━━━ Supplied entries
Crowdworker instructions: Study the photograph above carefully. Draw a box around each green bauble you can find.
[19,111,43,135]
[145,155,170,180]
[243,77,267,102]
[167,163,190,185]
━━━━━━
### Required work
Rewrite all of the data above, including the instruction line, and shift every bounding box coordinate by adding 21 to it.

### Task result
Crowdworker instructions: Study the photograph above carefully. Draw a box around each green bauble you can find.
[40,132,64,156]
[166,176,191,201]
[264,98,288,123]
[188,184,211,206]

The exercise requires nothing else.